# [TO DO]
In the passage about the fight over the size of government, what goal does Grover Norquist state?

# [READING PASSAGE]
*** Begin section ***
They might be debating how to make the cost controls in the Affordable Care Act more effective, for example, or the merits of moving to a more efficient single-payer system, as every other advanced country has done.
But they're not debating this, because the federal deficit is not what this war is about.
It's about the size of government. Tea-Party Republicans (and other congressional Republicans worried about a Tea-Party challenge in their next primary) want the government to be much smaller.
"My goal," says conservative guru Grover Norquist, "is to cut government in half in 25 years, to get it down to the size where we can drown it in the bathtub."
What's behind this zeal to shrink government? It's not that the U.S. government has suddenly become larger. In fact, non-military government spending relative to the size of the U.S. economy remains the smallest of any other rich nation.
Apart from the military, Medicare and Social Security account for almost everything else the federal government does -- and these programs continue to be hugely popular, as Republicans learn every time they threaten them.
The animus toward government has more to do with the growing frustrations of many Americans that they're not getting ahead no matter how hard they work.
Government is an easy scapegoat, utilized by much of corporate America to convince average Americans to cut taxes, spending, and regulations -- and divert attention from record-high corporate profits and concentration of income and wealth at the top.
*** End section ***
# [DATA SECTION]
*** Begin section ***
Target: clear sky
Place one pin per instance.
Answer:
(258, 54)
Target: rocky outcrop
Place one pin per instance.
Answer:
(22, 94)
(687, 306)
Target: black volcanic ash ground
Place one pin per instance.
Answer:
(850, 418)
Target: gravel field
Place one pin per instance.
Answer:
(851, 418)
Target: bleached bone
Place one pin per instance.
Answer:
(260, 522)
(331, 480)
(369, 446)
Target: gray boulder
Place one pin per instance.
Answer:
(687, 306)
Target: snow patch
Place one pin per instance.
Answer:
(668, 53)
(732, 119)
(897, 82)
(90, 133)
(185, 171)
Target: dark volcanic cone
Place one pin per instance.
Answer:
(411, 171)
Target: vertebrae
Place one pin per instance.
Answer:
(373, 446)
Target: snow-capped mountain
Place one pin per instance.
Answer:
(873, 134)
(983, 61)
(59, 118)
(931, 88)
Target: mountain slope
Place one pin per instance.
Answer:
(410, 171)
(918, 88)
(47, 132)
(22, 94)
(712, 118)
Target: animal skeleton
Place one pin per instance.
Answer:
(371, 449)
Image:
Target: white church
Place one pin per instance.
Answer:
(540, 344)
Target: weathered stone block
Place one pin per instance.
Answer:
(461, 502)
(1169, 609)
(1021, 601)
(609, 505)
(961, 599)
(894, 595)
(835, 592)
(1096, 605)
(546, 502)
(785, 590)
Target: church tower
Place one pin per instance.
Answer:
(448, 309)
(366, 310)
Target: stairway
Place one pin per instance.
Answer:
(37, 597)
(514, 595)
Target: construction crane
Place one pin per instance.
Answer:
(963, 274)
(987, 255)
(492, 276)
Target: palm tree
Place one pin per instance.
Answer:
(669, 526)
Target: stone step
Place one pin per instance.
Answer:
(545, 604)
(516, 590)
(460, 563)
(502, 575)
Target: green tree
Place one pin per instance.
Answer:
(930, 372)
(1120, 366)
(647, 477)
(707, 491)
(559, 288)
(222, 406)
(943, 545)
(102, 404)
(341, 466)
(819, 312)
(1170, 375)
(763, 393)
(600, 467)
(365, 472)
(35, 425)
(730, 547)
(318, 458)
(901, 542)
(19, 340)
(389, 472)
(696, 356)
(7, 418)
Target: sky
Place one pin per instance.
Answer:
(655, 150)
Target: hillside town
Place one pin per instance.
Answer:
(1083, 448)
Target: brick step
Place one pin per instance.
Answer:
*** End section ***
# [EXERCISE RESPONSE]
To cut government in half in 25 years, down to a size where it can be drowned in the bathtub.